- **Aim of the exercise**: Print all the records below exactly as they stand, but leave out the pictures.

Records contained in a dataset
# # # # # # #

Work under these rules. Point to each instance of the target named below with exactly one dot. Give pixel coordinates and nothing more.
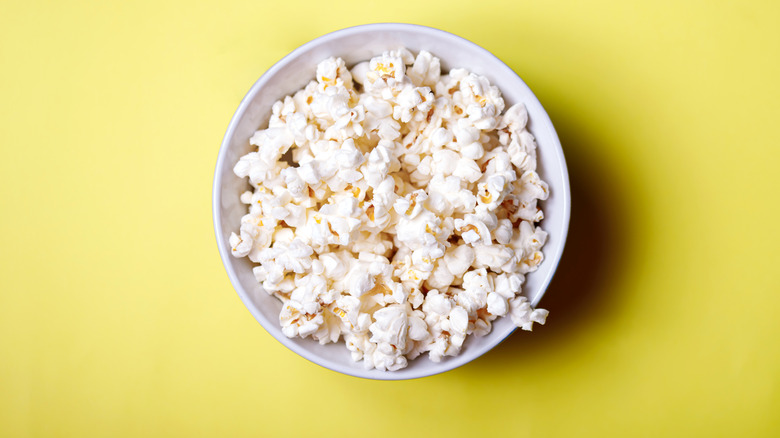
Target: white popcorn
(407, 217)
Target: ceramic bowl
(357, 44)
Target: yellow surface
(117, 318)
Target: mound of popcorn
(395, 207)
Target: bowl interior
(354, 45)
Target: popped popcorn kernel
(407, 216)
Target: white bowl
(357, 44)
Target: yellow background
(117, 318)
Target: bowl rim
(451, 362)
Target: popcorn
(406, 218)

# # # # # # #

- **Answer box**:
Work under these rules. Point to each instance of the target named below with exactly one dot. Give pixel coordinates and nothing more.
Target: white popcorn
(407, 217)
Target: ceramic bowl
(357, 44)
Target: yellow surface
(117, 318)
Target: mound of popcorn
(395, 207)
Target: bowl interior
(354, 45)
Target: popped popcorn kernel
(407, 216)
Target: white bowl
(357, 44)
Target: yellow background
(117, 318)
Target: bowl rim
(451, 362)
Target: popcorn
(406, 218)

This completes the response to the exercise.